*** PROVIDED DATA ***

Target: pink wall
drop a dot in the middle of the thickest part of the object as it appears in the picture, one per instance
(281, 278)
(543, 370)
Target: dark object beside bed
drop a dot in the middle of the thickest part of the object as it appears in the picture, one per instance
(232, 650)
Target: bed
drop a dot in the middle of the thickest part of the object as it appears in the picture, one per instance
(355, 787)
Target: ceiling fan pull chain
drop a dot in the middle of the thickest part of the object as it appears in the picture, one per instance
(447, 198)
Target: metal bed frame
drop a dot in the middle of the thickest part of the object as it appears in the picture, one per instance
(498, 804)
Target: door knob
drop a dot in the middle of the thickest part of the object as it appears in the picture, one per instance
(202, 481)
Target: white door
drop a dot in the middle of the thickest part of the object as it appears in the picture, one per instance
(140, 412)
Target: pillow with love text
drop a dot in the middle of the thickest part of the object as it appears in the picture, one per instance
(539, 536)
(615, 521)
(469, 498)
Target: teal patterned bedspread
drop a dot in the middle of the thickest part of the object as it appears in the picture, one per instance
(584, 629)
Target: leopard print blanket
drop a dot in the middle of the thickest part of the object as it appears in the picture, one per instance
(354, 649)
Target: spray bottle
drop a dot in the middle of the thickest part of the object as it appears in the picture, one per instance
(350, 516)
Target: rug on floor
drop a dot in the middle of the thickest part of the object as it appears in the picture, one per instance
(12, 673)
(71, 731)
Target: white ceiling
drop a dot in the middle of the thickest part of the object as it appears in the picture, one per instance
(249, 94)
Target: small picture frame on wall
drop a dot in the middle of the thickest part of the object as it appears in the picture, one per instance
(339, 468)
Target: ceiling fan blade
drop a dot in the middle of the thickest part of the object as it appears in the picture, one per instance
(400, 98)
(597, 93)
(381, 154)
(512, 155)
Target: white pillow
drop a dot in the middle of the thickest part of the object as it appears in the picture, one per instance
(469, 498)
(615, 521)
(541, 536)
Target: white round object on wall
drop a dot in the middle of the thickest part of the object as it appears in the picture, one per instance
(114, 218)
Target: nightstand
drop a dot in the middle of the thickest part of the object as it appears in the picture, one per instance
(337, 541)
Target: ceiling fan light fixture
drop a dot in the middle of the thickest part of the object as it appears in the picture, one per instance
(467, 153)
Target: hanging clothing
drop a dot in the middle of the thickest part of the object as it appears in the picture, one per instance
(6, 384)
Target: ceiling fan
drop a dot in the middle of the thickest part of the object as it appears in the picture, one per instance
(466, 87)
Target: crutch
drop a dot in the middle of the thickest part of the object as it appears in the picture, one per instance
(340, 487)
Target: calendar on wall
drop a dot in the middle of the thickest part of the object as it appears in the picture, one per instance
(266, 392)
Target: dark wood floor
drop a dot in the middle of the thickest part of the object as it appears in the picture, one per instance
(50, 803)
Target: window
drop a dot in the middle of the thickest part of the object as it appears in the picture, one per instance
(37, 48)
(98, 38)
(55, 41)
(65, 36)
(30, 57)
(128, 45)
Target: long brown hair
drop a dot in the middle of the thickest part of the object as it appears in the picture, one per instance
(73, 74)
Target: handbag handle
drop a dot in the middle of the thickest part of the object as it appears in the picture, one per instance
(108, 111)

*** End of PROVIDED DATA ***

ACTIVITY:
Starting at the top, retype every line of the material above exactly.

ANSWER AREA:
Target: pink wall
drop a dot in the middle of the thickest part of the object as it appears in the picture, one per instance
(281, 278)
(543, 370)
Target: dark object beside bed
drop a dot in the middle of the thickest part of the object as it appears in the picture, one per instance
(232, 650)
Target: bed
drop a dot in the middle of the thickest part of the object as it appears in the picture, one per instance
(355, 787)
Target: ceiling fan pull chain
drop a dot in the middle of the thickest part of the object as it appears in the picture, one per instance
(447, 198)
Target: metal bed frame
drop a dot in the middle of the thickest part of the object as it appears in the picture, one per instance
(498, 804)
Target: door knob
drop a dot in the middle of the thickest part of the object as it appears in the picture, one per instance
(202, 481)
Target: white door
drop a dot in the middle of the thickest part of the object as it appears in the picture, one per instance
(140, 412)
Target: pillow with love text
drop a dot in the middle of the thickest part of the object as it appears in the picture, one per instance
(539, 536)
(615, 521)
(469, 498)
Target: teal patterned bedspread
drop a dot in the middle of the thickest part of the object as it appears in the picture, one per instance
(584, 629)
Target: leopard print blanket
drop a dot in the middle of the thickest part of the object as it appears in the picture, one per instance
(354, 649)
Target: spray bottle
drop a dot in the middle of the thickest part of the object as it appears in the picture, one per instance
(350, 516)
Target: rug on floor
drop a dot in the middle of the thickest part of the object as it appears in the picture, one per instance
(12, 673)
(71, 731)
Target: white ceiling
drop a dot in the middle of the thickest part of the object as it appears in the picture, one per instance
(249, 94)
Target: small picture frame on wall
drop a dot in the middle of the thickest part of the object as it appears in the picture, one per instance
(339, 468)
Target: ceiling fan blade
drop a dot in the middle of the thickest part of the object as it appears in the picture, one per instance
(400, 98)
(597, 93)
(381, 154)
(512, 155)
Target: white pillow
drop a dot in the middle of the thickest part of the object as it appears in the picture, one per instance
(469, 498)
(615, 521)
(541, 536)
Target: white round object on wall
drop a dot in the middle of the thickest part of the object as it appears in the picture, one per instance
(114, 218)
Target: nightstand
drop a dot in the middle of the thickest part of the object as it appears in the picture, one per instance
(337, 541)
Target: ceiling fan light fixture
drop a dot in the middle of the thickest part of the object as it appears in the picture, one per instance
(467, 153)
Target: hanging clothing
drop a dot in the middle of the thickest part of the object as it appears in the picture, one per instance
(6, 384)
Target: ceiling fan
drop a dot in the middle of the thickest part of the object as it appears in the picture, one per instance
(466, 87)
Target: crutch
drop a dot in the middle of the thickest part of the object as it appears in the picture, one per instance
(340, 487)
Target: calendar on wall
drop a dot in the middle of the thickest part of the object as it appears in the picture, one per instance
(266, 392)
Target: dark wood floor
drop a dot in the middle of the thickest part of the object as it appears in the picture, one per instance
(50, 803)
Target: window
drop a dot in the middle of the thickest part of the object as it appears in the picture, one per instance
(37, 48)
(98, 38)
(55, 41)
(65, 36)
(30, 57)
(128, 45)
Target: long brown hair
drop a dot in the middle of the thickest part of the object as it appears in the picture, one per instance
(73, 74)
Target: handbag handle
drop a dot in the middle of the thickest part of the object as it appears in the picture, one per instance
(108, 111)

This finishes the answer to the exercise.